(WORK TO DO): Reproduce every entry below verbatim, line for line, preserving all wording, coordinates, and punctuation.

--- start of SUPPLIED ENTRIES ---

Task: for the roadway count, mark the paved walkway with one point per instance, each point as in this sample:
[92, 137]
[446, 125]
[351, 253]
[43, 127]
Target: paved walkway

--- end of SUPPLIED ENTRIES ---

(REPLY TO THE TASK):
Task: for the roadway count, mark the paved walkway with one point per instance, each point as in this sample:
[92, 137]
[446, 125]
[351, 253]
[43, 127]
Target: paved walkway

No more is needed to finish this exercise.